◆ Assigned task
The answer should be each line of the records that contains the word "boardwalk"; please copy them all.
Content starts
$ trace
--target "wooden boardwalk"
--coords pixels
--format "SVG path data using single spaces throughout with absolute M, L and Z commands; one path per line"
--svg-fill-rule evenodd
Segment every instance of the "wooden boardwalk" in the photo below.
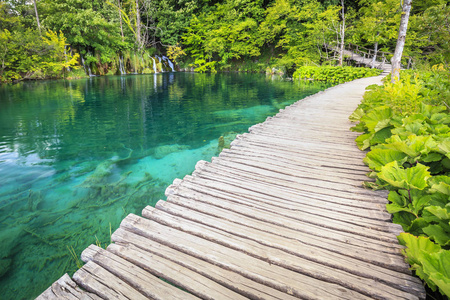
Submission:
M 380 79 L 330 88 L 251 127 L 38 299 L 424 299 L 386 193 L 361 186 L 369 169 L 349 131 Z
M 339 48 L 336 46 L 331 46 L 328 44 L 324 45 L 325 48 L 334 51 L 335 53 L 339 53 Z M 348 45 L 346 45 L 347 47 Z M 356 46 L 356 45 L 354 45 Z M 364 48 L 364 47 L 361 47 Z M 366 48 L 364 48 L 366 49 Z M 369 51 L 373 51 L 373 50 L 369 50 Z M 387 53 L 387 52 L 382 52 L 380 51 L 380 53 Z M 383 75 L 387 75 L 388 73 L 390 73 L 392 71 L 392 64 L 390 63 L 390 61 L 388 61 L 385 57 L 384 54 L 382 54 L 382 57 L 378 57 L 378 60 L 373 60 L 373 53 L 366 53 L 364 51 L 358 51 L 355 52 L 352 49 L 346 48 L 344 49 L 344 57 L 348 57 L 350 60 L 353 60 L 354 62 L 356 62 L 359 65 L 363 65 L 366 67 L 371 68 L 372 66 L 376 69 L 380 69 L 383 70 Z M 381 59 L 381 61 L 380 61 Z

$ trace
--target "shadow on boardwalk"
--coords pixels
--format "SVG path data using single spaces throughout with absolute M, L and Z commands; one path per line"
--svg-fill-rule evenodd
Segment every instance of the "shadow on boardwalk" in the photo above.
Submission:
M 380 80 L 330 88 L 251 127 L 39 299 L 424 299 L 386 193 L 362 188 L 369 169 L 349 131 Z

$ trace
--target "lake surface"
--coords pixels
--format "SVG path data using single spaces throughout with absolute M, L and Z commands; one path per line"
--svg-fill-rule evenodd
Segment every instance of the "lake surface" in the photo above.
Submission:
M 32 299 L 237 133 L 328 86 L 164 73 L 0 86 L 0 290 Z

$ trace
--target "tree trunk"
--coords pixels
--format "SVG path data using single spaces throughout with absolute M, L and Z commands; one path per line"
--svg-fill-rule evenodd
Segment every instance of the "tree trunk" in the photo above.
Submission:
M 120 6 L 120 0 L 117 0 L 117 7 L 119 8 L 120 34 L 122 35 L 122 42 L 123 42 L 124 38 L 123 38 L 123 26 L 122 26 L 122 7 Z
M 138 51 L 141 50 L 141 11 L 139 9 L 139 0 L 136 0 L 136 43 Z
M 375 42 L 375 45 L 373 46 L 373 51 L 375 53 L 373 54 L 373 58 L 372 58 L 372 69 L 375 68 L 375 62 L 377 61 L 378 42 Z
M 340 28 L 340 35 L 341 35 L 341 45 L 340 45 L 340 49 L 339 49 L 339 66 L 342 67 L 343 64 L 343 60 L 344 60 L 344 39 L 345 39 L 345 12 L 344 12 L 344 0 L 341 0 L 341 5 L 342 5 L 342 10 L 341 10 L 341 14 L 342 14 L 342 24 L 341 24 L 341 28 Z
M 37 11 L 37 5 L 36 5 L 36 0 L 33 0 L 34 3 L 34 12 L 36 13 L 36 21 L 37 21 L 37 27 L 39 30 L 39 34 L 41 34 L 41 23 L 39 22 L 39 14 Z
M 404 0 L 400 28 L 398 30 L 397 46 L 392 57 L 391 82 L 400 79 L 400 61 L 402 59 L 403 48 L 405 47 L 406 30 L 408 29 L 409 13 L 411 11 L 412 0 Z

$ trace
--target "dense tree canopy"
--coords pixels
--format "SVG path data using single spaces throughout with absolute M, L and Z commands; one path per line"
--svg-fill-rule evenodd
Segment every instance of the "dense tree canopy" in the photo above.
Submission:
M 416 64 L 448 63 L 447 2 L 413 1 L 404 55 Z M 342 37 L 392 52 L 400 17 L 397 0 L 2 0 L 0 81 L 62 77 L 81 59 L 118 72 L 176 45 L 197 71 L 335 64 L 323 45 Z

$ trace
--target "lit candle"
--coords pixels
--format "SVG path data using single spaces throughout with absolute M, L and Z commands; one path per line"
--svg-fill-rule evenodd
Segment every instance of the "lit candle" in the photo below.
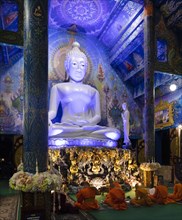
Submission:
M 36 174 L 38 174 L 38 173 L 39 173 L 39 166 L 38 166 L 38 161 L 36 159 Z
M 58 209 L 60 210 L 61 209 L 61 194 L 60 194 L 60 192 L 58 192 L 58 204 L 59 204 Z
M 53 190 L 53 213 L 56 212 L 56 192 Z
M 50 160 L 50 170 L 52 170 L 53 165 L 52 165 L 52 160 Z
M 178 125 L 178 138 L 179 138 L 179 157 L 181 157 L 181 130 L 182 130 L 182 125 Z

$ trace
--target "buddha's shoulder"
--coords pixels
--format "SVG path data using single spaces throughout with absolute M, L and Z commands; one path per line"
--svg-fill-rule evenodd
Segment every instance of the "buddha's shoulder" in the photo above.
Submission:
M 56 88 L 69 88 L 69 87 L 73 87 L 73 83 L 61 82 L 61 83 L 55 84 L 54 87 L 56 87 Z
M 90 91 L 91 93 L 98 93 L 98 90 L 96 88 L 94 88 L 93 86 L 90 86 L 88 84 L 84 84 L 85 88 L 87 91 Z
M 61 84 L 64 87 L 72 87 L 72 88 L 82 87 L 82 88 L 90 88 L 90 89 L 96 90 L 93 86 L 91 86 L 89 84 L 72 83 L 72 82 L 63 82 Z
M 59 90 L 69 90 L 74 91 L 78 88 L 82 91 L 90 91 L 90 92 L 97 92 L 97 89 L 88 85 L 88 84 L 80 84 L 80 83 L 72 83 L 72 82 L 62 82 L 55 85 Z

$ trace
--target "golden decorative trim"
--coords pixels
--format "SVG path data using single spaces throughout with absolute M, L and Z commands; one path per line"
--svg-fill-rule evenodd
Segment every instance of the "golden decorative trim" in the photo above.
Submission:
M 160 101 L 155 107 L 155 128 L 162 129 L 173 124 L 173 103 Z
M 38 5 L 35 8 L 35 11 L 34 11 L 33 14 L 34 14 L 35 17 L 42 17 L 42 9 L 41 9 L 40 5 Z

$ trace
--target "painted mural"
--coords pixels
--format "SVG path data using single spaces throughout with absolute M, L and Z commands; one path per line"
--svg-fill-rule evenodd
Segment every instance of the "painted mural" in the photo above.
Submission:
M 115 3 L 115 0 L 50 0 L 49 26 L 59 29 L 74 24 L 79 31 L 96 36 Z
M 0 2 L 1 22 L 0 29 L 18 31 L 18 4 L 15 1 Z
M 85 82 L 100 92 L 101 124 L 115 126 L 122 132 L 121 104 L 126 101 L 131 113 L 131 138 L 141 137 L 143 103 L 138 101 L 144 94 L 143 1 L 93 0 L 89 3 L 89 0 L 50 1 L 49 89 L 54 83 L 66 81 L 63 60 L 71 43 L 77 40 L 89 59 Z M 0 7 L 0 29 L 17 31 L 18 5 L 2 0 Z M 161 99 L 173 104 L 175 127 L 182 122 L 181 89 L 169 93 L 169 77 L 165 74 L 166 70 L 177 75 L 182 73 L 181 1 L 160 0 L 156 7 L 161 12 L 156 19 L 157 68 L 161 71 L 155 74 L 156 104 Z M 179 88 L 181 80 L 173 75 L 170 79 Z M 159 87 L 164 84 L 166 87 Z M 22 133 L 22 121 L 23 50 L 1 44 L 0 131 Z
M 119 13 L 118 10 L 118 14 L 110 17 L 110 23 L 112 23 L 112 25 L 109 26 L 103 38 L 103 43 L 110 48 L 112 48 L 112 46 L 123 37 L 126 28 L 128 28 L 128 21 L 131 21 L 142 9 L 141 4 L 132 1 L 123 1 L 120 4 L 120 7 L 122 13 Z
M 0 67 L 0 132 L 23 131 L 23 50 L 0 46 L 8 51 L 8 63 Z M 16 50 L 14 54 L 13 51 Z M 4 54 L 4 56 L 6 53 Z

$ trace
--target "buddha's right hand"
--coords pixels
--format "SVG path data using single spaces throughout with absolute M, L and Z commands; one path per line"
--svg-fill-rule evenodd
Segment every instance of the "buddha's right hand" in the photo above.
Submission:
M 77 119 L 77 120 L 73 121 L 72 124 L 73 125 L 78 125 L 78 126 L 82 127 L 82 126 L 88 124 L 88 121 L 87 120 L 83 120 L 83 119 L 79 119 L 79 120 Z

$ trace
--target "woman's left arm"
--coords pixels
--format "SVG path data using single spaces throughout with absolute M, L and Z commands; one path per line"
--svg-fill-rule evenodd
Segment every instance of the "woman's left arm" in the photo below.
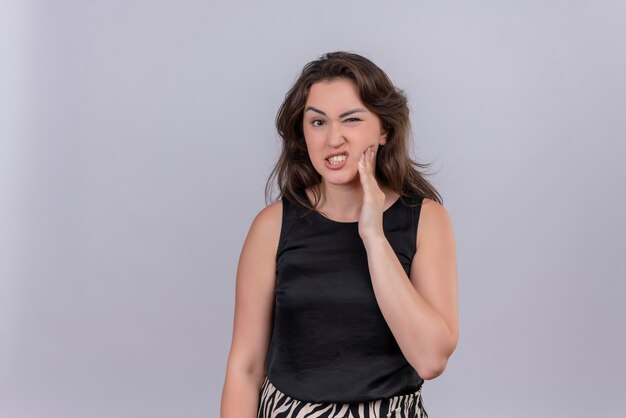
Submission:
M 433 379 L 443 373 L 458 341 L 456 251 L 445 208 L 425 198 L 420 212 L 410 278 L 384 235 L 363 242 L 389 328 L 419 375 Z
M 452 222 L 442 205 L 424 198 L 407 277 L 383 232 L 385 194 L 374 176 L 374 154 L 365 152 L 359 161 L 364 190 L 359 234 L 374 294 L 406 359 L 422 378 L 434 379 L 443 373 L 459 335 Z

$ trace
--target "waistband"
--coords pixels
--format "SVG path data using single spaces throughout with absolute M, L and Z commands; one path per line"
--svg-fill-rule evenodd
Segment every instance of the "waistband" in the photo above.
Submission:
M 423 411 L 422 414 L 417 411 Z M 363 402 L 306 402 L 290 397 L 277 389 L 266 376 L 260 387 L 259 413 L 257 418 L 287 416 L 311 416 L 324 418 L 350 416 L 416 417 L 428 415 L 422 406 L 422 388 L 413 393 L 397 395 L 391 398 Z M 293 415 L 291 415 L 293 414 Z M 306 415 L 305 415 L 306 414 Z M 319 414 L 319 415 L 318 415 Z

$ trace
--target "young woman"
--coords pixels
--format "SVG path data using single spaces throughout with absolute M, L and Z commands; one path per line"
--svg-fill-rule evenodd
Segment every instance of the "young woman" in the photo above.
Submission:
M 409 157 L 407 99 L 365 57 L 308 63 L 281 105 L 277 200 L 237 267 L 222 418 L 427 417 L 458 341 L 452 225 Z

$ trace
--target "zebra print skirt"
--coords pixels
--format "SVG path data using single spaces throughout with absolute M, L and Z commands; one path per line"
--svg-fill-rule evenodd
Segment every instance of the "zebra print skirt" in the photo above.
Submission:
M 312 403 L 290 398 L 276 389 L 267 376 L 259 390 L 257 418 L 428 418 L 422 389 L 361 403 Z

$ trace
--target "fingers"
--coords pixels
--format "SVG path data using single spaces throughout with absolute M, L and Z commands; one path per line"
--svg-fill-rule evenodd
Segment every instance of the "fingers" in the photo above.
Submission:
M 367 169 L 368 174 L 374 174 L 374 159 L 376 158 L 376 151 L 374 151 L 374 146 L 370 145 L 364 152 L 365 156 L 365 168 Z
M 361 154 L 361 158 L 359 159 L 359 176 L 366 193 L 371 191 L 371 182 L 374 180 L 375 158 L 374 147 L 369 146 L 363 154 Z
M 363 154 L 361 154 L 361 158 L 359 158 L 359 168 L 365 168 L 368 173 L 373 172 L 374 169 L 374 147 L 369 146 Z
Content ends
◆ Task solution
--target "wooden boardwalk"
Segment every instance of the "wooden boardwalk" in the photo below.
--target "shadow on boardwalk"
Segment every instance of the "shadow on boardwalk" in the photo above.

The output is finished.